## DATOS EXTRAÍDOS
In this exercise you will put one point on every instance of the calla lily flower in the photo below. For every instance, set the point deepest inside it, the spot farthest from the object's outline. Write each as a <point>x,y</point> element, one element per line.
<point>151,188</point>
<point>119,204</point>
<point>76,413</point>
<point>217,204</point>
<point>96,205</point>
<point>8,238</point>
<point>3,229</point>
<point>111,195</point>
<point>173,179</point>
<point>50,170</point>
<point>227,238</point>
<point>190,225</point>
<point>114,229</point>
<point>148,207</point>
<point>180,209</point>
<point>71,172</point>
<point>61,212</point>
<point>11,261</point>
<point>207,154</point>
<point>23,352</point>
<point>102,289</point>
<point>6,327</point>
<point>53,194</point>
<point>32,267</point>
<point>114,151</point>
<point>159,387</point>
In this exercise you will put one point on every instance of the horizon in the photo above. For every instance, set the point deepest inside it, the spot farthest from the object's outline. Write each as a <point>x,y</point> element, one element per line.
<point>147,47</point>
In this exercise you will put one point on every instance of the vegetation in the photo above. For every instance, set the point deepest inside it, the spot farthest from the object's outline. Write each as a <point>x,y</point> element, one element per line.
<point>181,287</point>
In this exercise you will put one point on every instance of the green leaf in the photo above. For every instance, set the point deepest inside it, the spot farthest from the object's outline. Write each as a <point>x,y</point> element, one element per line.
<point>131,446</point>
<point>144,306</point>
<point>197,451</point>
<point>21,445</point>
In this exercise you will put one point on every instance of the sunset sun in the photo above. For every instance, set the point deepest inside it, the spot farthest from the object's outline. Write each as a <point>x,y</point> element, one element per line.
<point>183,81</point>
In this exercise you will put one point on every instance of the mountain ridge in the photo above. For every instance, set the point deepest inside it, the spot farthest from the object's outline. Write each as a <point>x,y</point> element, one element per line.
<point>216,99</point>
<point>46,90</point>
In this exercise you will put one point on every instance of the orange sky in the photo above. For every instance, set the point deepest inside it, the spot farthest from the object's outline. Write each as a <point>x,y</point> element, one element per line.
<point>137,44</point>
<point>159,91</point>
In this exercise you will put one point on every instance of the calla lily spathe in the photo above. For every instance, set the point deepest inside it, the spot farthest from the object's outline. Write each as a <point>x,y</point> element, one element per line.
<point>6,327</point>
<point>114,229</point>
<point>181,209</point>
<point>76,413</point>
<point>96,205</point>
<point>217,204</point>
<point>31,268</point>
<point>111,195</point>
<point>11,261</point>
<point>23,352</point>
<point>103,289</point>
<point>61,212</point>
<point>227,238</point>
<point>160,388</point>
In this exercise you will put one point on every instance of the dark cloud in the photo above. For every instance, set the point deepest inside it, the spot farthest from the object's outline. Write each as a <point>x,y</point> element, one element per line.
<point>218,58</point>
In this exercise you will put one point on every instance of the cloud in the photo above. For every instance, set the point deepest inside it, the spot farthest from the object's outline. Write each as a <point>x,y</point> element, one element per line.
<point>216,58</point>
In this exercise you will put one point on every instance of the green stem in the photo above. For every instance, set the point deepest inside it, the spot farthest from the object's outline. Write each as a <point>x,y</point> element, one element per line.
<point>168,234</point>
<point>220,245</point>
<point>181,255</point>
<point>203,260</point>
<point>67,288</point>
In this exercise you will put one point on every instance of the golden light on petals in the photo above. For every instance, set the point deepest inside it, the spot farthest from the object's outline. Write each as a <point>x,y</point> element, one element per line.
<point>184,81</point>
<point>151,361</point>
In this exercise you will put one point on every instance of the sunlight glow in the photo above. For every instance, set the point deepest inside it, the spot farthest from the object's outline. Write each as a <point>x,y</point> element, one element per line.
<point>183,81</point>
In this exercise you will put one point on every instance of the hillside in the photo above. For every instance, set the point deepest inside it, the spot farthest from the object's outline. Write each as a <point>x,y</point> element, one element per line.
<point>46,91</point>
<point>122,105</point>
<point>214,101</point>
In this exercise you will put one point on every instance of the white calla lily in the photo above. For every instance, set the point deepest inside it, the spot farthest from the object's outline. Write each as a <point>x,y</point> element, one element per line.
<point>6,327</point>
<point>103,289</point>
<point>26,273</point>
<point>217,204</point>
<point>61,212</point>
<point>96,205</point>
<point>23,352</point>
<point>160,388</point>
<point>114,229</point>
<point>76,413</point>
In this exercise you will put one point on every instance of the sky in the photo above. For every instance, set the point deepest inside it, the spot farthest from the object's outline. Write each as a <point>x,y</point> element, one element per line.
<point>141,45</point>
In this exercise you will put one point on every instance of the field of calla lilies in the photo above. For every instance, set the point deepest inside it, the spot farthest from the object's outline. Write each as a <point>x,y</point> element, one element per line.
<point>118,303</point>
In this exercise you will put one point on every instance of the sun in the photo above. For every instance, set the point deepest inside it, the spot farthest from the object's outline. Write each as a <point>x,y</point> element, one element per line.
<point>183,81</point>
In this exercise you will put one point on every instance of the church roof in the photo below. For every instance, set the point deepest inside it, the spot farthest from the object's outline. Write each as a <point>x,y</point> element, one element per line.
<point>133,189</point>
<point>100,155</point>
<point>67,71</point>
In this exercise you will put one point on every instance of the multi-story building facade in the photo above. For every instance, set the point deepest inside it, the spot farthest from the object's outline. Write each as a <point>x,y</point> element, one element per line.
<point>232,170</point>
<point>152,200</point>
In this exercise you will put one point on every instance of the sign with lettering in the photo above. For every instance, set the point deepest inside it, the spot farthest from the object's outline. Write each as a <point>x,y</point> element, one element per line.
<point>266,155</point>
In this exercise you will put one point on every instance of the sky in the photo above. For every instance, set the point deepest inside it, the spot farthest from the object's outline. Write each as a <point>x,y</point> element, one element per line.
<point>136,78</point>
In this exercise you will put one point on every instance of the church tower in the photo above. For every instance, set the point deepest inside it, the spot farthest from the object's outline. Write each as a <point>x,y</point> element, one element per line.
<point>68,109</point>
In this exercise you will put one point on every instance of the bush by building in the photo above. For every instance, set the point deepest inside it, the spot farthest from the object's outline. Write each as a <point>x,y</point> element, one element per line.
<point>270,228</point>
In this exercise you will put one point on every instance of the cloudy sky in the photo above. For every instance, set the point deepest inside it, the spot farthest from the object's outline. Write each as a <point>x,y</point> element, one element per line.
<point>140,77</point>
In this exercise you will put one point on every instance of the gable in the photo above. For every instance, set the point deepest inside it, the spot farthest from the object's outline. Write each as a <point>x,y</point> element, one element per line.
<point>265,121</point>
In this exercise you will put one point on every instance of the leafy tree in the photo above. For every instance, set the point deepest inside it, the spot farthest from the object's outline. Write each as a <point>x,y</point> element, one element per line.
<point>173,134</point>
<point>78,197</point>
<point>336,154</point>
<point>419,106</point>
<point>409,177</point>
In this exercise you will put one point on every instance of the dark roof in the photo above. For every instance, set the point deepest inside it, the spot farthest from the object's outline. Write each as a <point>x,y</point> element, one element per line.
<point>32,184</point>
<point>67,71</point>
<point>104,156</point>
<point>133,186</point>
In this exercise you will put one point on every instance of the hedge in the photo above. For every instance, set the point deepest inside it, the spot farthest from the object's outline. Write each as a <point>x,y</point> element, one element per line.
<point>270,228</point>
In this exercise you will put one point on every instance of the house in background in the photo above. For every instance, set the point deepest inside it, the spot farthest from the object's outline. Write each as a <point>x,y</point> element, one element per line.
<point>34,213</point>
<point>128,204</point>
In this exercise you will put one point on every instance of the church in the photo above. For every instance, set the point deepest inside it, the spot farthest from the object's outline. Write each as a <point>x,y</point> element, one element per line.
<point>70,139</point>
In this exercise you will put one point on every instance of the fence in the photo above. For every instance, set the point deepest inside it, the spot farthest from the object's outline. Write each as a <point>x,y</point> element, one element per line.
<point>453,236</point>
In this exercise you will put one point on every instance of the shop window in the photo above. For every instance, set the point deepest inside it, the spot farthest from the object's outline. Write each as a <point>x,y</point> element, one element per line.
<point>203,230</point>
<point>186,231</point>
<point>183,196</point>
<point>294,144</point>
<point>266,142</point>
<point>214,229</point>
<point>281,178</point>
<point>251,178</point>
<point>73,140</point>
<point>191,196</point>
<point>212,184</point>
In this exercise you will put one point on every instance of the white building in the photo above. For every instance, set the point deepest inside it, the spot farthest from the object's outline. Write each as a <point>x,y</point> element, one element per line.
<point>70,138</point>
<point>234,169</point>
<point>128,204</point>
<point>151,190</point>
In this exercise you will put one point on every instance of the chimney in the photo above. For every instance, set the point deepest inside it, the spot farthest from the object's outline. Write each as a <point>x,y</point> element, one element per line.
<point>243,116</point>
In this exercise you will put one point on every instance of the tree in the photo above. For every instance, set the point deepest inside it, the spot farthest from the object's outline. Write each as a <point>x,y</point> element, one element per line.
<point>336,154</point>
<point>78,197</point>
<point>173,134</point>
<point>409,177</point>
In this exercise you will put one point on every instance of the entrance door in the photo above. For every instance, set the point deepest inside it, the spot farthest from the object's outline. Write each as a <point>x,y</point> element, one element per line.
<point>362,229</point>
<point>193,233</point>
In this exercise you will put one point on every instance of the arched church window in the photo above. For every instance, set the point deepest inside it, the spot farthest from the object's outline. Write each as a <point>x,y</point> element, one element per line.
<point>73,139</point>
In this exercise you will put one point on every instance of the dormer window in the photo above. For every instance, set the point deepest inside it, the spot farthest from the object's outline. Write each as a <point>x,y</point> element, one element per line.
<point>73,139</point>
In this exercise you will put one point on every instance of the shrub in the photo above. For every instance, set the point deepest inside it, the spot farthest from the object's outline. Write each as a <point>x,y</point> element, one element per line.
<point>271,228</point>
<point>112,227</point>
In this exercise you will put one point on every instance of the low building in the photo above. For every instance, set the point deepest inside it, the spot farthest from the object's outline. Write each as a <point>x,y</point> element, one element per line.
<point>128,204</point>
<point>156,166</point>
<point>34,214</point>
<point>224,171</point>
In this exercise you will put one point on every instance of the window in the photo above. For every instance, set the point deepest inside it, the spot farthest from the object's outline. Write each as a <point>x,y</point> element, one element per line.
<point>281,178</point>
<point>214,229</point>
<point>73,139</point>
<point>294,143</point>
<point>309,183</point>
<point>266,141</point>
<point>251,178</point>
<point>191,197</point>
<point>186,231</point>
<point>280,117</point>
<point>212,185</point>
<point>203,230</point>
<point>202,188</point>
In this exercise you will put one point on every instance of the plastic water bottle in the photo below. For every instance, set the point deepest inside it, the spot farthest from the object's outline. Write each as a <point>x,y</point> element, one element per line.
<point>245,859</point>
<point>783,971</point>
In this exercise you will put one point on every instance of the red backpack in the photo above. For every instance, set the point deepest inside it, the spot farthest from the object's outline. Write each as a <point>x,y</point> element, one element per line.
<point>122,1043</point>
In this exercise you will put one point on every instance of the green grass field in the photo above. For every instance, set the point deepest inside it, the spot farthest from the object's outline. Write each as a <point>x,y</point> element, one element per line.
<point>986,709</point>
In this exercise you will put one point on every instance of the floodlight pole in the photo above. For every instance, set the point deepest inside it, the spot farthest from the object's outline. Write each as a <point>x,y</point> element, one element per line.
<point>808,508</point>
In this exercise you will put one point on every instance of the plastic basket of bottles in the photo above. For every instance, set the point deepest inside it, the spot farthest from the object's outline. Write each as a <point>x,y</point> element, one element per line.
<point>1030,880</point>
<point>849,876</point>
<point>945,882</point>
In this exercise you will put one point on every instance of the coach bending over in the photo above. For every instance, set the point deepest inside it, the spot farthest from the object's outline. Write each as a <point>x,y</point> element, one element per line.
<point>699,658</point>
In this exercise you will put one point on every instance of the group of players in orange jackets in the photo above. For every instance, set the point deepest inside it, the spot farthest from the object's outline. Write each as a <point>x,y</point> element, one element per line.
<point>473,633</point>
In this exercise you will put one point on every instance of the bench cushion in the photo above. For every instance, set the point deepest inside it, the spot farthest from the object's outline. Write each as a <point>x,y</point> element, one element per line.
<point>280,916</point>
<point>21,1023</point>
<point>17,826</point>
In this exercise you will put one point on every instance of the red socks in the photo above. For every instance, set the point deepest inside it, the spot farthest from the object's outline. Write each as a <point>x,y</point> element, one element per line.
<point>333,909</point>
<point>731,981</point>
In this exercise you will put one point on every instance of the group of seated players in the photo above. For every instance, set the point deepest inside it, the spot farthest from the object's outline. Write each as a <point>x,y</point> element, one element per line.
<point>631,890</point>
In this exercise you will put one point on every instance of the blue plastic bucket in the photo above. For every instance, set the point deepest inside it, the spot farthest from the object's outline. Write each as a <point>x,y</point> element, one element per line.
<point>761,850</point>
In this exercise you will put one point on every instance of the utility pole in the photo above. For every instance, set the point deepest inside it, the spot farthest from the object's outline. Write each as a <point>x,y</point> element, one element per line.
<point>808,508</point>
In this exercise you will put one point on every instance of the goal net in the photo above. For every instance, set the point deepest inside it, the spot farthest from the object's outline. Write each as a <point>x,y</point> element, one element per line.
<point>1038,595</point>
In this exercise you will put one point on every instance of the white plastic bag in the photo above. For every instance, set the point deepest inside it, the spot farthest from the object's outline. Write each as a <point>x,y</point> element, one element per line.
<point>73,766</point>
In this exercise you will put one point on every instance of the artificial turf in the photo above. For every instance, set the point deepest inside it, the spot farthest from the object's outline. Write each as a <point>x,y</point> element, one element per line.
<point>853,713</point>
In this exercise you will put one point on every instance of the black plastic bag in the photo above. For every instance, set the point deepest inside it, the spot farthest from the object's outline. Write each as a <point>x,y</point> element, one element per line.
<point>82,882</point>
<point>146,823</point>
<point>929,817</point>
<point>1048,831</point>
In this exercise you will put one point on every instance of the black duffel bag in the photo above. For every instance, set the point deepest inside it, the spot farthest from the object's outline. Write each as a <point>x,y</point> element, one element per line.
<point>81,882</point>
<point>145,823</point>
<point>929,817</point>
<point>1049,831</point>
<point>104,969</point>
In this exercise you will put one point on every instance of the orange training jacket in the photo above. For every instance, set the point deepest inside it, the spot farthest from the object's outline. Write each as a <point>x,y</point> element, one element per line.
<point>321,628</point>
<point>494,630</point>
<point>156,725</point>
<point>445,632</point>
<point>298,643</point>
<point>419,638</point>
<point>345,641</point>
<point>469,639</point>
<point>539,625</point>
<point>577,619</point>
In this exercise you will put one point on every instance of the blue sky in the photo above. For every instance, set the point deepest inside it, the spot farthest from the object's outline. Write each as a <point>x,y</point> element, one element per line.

## TRABAJO REQUERIDO
Devuelva sin modificación alguna las líneas de las entradas que comienzan en la que contiene "the orange sky" y continúan hasta la que contiene "<point>159,91</point>", ambas incluidas.

## RESPUESTA ESCRITA
In this exercise you will put one point on every instance of the orange sky in the photo above. For every instance, set the point deepest inside it, the spot farthest from the object's outline. Write each as a <point>x,y</point> element, one element per line.
<point>137,44</point>
<point>159,91</point>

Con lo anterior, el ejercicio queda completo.